:: FRAGMENT ::
<<<<

50-latek już miał dwa wyroki tarnowskiego sądu za znęcanie się nad partnerką. Odsiedział z tego powodu dwa lata i 4 miesiące. Po wyjściu na wolność wyjechał do pracy w Danii, wrócił do Polski w połowie 2020 r. Znowu zamieszkał z rodziną w domu pod Tarnowem.
Kilka tygodni później po raz kolejny nietrzeźwy zaczął stosować przemoc w stosunku do partnerki i ich dzieci w wieku 6 i 8 lat. Bił i poniżał domowników, jedną córkę straszył, że wyrzuci ją przez okno. Starszą molestował kilka miesięcy, tych przestępstw dopuszczał się w łazience lub w porze nocnej, gdy nie było partnerki.
Dzieci w szkole wymijająco tłumaczyły się, skąd mają siniaki na ciele. Więcej zdradziły swojej ciotce, do której przychodziły w odwiedziny. Ona zawiadomiła policję o znęcaniu, partnerka mężczyzny nie chciała tego robić. Gdy 50-latek trafił za kratki, bardziej martwiła się jego losem, niż ich dzieci.
Bagatelizowała zachowania mężczyzny i usprawiedliwiała go. Potwierdziła, że bywał u niej za jej zgodą, chociaż miał sądowy zakaz zbliżania się.

>>>>

:: DANE ŹRÓDŁOWE ::
<<<<

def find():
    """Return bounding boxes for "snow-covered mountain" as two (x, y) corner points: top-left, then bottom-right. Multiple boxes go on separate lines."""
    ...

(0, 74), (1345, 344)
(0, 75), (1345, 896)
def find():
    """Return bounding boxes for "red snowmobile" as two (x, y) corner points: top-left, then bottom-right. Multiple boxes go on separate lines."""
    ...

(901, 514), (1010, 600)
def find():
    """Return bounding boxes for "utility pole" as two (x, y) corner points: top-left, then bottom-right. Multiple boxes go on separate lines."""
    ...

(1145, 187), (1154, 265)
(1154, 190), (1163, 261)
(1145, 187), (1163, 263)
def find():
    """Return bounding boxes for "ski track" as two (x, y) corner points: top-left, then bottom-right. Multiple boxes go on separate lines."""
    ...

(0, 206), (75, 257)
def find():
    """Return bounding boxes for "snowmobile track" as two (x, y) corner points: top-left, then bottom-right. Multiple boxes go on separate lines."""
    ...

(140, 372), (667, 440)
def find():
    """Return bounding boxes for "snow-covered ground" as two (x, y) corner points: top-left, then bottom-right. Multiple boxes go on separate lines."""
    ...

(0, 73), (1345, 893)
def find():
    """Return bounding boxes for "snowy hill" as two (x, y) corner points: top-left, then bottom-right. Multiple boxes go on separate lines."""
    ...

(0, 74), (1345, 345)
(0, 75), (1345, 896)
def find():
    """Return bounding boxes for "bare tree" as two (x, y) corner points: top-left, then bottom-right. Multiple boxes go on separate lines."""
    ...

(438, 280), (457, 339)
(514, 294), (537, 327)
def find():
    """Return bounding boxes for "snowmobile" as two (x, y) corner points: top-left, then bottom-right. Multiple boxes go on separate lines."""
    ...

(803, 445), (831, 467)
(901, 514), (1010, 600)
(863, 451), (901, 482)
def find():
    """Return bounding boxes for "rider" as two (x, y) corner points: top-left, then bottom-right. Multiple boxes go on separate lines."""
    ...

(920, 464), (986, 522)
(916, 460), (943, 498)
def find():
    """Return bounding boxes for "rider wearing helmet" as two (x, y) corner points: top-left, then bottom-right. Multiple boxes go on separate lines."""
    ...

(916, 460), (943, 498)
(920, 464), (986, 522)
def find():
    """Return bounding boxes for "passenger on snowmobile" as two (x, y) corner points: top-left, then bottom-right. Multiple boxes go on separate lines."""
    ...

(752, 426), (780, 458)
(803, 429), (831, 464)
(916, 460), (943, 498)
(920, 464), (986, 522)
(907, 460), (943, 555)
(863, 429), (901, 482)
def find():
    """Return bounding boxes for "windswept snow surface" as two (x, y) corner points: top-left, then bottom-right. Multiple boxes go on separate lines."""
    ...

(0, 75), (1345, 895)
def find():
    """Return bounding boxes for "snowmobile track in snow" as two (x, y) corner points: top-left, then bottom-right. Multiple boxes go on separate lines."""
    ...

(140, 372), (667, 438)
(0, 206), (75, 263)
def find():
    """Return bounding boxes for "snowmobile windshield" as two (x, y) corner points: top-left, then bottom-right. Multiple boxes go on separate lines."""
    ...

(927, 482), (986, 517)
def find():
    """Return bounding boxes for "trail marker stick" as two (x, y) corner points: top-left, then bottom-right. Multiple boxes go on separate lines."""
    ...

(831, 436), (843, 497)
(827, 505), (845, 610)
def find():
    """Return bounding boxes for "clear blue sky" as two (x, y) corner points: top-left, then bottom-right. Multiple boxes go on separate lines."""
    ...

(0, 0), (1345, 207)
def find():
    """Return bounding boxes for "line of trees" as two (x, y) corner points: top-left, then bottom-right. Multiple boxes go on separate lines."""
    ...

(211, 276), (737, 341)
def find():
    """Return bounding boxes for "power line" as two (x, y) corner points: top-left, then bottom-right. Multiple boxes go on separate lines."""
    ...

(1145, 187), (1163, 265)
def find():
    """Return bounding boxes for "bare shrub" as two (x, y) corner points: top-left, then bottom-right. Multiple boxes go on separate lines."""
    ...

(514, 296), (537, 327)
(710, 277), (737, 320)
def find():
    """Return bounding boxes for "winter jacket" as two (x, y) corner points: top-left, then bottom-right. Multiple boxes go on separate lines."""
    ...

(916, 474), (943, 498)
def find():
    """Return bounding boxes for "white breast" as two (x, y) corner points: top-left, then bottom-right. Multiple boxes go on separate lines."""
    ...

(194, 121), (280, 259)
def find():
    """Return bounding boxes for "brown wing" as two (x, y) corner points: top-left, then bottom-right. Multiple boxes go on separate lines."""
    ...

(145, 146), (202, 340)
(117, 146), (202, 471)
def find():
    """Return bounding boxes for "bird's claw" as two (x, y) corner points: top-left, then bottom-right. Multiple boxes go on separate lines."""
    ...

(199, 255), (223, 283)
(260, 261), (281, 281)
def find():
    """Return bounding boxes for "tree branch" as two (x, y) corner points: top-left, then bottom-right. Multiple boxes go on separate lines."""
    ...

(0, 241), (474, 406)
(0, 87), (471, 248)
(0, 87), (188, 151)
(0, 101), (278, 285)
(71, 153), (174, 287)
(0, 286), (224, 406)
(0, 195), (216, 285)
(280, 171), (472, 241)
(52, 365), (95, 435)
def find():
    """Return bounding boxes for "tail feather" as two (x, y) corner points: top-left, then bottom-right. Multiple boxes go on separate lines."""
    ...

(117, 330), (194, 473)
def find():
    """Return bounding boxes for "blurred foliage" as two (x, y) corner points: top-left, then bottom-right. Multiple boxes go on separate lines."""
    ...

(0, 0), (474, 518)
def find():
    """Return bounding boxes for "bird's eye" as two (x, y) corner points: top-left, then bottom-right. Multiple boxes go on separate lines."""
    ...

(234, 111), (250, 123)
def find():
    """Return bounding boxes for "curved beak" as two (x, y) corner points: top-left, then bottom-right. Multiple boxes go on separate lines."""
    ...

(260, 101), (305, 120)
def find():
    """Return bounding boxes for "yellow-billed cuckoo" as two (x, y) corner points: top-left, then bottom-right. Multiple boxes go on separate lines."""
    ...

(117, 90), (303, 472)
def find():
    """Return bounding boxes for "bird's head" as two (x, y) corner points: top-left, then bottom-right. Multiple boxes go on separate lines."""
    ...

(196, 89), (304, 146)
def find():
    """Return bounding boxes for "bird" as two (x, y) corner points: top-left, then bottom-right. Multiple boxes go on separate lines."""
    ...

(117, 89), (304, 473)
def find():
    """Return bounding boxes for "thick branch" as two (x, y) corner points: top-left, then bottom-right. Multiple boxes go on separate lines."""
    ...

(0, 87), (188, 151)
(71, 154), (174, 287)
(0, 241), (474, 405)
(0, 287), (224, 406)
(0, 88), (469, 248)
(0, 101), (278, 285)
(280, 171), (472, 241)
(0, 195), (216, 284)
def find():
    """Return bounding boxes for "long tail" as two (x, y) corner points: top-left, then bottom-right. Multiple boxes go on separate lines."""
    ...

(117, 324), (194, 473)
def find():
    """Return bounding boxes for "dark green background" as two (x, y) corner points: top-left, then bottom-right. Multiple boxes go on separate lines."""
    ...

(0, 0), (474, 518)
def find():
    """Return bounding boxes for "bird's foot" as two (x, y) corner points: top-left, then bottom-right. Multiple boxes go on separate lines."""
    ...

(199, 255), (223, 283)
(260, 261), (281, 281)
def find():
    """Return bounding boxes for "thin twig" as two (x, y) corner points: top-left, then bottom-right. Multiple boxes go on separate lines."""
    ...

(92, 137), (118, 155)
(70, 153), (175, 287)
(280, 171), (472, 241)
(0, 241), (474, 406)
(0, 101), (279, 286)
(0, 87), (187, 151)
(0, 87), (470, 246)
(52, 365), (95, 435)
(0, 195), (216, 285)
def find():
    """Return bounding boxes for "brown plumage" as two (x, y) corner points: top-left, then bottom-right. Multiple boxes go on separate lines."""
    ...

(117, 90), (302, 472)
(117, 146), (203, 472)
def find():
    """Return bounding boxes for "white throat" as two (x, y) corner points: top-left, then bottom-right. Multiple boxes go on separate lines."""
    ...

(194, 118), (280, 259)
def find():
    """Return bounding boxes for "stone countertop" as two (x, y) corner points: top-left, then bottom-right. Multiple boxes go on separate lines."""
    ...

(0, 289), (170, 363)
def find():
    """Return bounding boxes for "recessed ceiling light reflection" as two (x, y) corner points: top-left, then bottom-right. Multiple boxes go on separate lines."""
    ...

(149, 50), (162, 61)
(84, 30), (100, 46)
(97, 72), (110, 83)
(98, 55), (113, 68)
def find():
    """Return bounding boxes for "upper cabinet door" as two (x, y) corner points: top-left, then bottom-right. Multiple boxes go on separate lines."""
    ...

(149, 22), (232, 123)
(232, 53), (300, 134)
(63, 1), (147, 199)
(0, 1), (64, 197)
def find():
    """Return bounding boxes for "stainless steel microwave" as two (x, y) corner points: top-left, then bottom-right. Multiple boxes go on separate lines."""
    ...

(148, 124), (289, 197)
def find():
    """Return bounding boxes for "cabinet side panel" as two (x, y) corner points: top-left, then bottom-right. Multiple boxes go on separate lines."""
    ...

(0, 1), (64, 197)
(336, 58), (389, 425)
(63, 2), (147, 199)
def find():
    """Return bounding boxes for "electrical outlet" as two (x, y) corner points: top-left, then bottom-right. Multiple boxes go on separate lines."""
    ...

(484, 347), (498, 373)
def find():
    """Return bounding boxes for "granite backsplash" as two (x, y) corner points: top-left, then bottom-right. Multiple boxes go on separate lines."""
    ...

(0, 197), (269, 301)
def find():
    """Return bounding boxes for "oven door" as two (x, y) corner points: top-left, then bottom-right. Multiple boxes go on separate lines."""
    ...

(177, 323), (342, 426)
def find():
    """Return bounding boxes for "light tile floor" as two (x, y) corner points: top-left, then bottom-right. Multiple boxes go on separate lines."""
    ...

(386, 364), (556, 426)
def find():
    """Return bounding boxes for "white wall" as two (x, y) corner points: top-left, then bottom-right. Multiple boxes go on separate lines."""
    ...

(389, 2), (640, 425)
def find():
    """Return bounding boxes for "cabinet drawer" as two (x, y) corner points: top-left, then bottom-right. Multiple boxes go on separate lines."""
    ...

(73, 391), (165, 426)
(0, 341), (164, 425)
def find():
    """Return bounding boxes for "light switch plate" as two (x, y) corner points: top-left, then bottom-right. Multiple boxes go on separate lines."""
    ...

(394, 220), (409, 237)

>>>>
<<<<

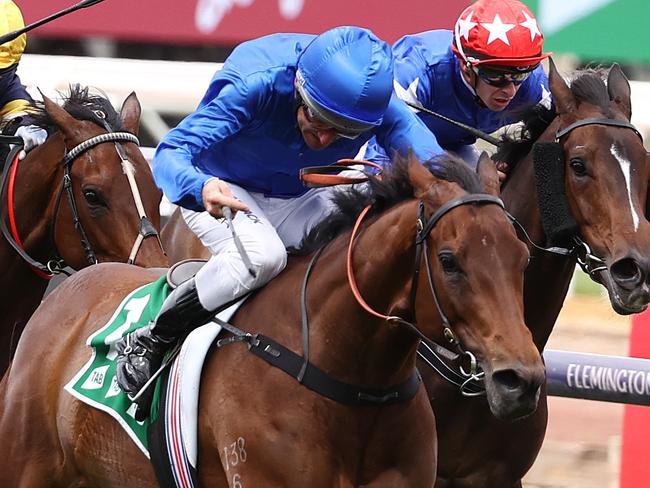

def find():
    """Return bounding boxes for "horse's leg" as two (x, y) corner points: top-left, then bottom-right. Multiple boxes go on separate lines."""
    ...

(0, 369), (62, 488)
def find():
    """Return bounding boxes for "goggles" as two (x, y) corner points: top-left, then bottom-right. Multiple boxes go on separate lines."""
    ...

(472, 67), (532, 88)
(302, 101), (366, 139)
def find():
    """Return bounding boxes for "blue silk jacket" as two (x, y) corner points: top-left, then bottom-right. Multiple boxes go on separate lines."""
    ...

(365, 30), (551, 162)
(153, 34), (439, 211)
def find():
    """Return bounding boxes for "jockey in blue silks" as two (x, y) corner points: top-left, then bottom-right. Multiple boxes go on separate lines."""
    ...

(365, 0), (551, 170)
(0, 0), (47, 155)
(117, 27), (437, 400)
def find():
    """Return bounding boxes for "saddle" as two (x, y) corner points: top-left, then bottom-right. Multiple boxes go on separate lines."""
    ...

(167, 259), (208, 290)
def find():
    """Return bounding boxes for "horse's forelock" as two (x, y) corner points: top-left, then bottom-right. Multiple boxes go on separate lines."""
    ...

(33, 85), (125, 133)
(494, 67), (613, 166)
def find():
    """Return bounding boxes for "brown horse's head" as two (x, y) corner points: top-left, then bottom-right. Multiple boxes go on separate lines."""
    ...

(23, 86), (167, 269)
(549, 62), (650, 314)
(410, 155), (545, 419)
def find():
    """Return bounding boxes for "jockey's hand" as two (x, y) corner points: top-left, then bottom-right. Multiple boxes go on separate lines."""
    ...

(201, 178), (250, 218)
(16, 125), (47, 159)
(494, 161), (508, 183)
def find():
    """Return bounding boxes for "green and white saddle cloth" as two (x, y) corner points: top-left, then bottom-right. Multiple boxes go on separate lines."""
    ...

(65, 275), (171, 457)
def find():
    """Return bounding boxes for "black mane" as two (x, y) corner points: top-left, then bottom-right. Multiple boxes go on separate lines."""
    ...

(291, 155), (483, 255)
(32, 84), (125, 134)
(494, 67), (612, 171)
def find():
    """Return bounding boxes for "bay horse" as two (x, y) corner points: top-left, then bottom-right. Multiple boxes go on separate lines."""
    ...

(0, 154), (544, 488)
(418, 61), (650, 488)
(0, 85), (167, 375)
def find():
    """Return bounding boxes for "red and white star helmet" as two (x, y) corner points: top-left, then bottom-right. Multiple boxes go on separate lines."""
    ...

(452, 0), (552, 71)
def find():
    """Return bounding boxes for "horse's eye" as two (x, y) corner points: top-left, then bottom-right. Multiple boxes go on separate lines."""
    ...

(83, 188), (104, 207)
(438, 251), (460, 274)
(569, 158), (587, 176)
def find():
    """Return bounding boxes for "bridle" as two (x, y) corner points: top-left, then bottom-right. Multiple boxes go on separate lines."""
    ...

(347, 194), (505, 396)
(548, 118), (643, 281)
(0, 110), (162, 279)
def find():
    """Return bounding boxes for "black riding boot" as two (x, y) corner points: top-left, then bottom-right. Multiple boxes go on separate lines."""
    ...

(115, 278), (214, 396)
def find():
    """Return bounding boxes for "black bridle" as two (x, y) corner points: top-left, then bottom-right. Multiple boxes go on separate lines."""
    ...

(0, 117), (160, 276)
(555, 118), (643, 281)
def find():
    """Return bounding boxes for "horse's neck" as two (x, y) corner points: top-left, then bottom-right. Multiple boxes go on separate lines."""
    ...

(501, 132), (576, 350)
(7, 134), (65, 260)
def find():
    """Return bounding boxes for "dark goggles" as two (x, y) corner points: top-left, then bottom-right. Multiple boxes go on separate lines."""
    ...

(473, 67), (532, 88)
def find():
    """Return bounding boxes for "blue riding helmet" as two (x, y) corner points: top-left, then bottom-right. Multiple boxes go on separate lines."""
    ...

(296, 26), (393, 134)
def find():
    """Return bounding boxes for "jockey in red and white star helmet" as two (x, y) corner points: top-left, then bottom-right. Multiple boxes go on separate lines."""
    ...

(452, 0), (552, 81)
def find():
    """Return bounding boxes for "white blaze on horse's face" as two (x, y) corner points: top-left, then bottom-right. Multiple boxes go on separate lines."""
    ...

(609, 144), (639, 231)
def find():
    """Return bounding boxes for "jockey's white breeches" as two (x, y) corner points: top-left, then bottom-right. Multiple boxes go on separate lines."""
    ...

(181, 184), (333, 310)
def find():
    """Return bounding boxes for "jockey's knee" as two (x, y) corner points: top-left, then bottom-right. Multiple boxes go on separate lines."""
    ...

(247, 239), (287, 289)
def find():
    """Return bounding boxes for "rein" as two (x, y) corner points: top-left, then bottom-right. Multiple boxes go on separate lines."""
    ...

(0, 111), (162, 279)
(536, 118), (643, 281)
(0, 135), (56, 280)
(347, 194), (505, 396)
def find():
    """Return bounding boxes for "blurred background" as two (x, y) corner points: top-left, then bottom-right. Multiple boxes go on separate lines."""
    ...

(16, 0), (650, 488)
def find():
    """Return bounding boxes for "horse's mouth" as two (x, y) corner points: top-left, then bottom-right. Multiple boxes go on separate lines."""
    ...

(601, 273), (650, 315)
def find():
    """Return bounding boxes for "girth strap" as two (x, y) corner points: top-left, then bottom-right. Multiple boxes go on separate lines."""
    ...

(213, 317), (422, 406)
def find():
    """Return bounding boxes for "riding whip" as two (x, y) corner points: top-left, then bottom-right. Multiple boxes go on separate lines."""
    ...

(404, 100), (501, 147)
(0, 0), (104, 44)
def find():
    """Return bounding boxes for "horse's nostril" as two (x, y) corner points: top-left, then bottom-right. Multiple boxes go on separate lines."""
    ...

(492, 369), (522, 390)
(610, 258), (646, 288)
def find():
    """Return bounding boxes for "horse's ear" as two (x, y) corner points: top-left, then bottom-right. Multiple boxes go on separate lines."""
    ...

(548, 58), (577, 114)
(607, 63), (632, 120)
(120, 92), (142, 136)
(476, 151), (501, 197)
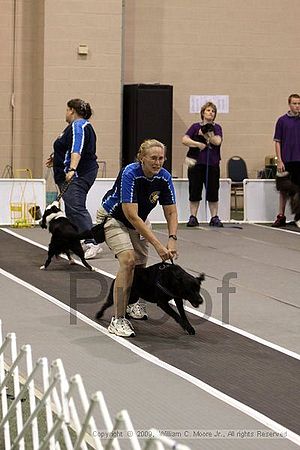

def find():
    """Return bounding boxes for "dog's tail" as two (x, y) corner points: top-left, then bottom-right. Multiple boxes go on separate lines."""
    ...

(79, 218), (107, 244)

>>>>

:: ZADANIA DO WYKONANIA ::
1/ Na podstawie fragmentu wyjaśnij, za co 50-latek odsiedział dwa lata i 4 miesiące.
2/ Policz wiersze rekordów, w których występuje ciąg „saddle”, i podaj wyłącznie tę liczbę.
Rekordy nie mają żadnego związku z fragmentem.

:: ODPOWIEDZI DO ZADAŃ ::
1/ Miał dwa wyroki tarnowskiego sądu za znęcanie się nad partnerką i za to odsiedział dwa lata i 4 miesiące.

2/ 2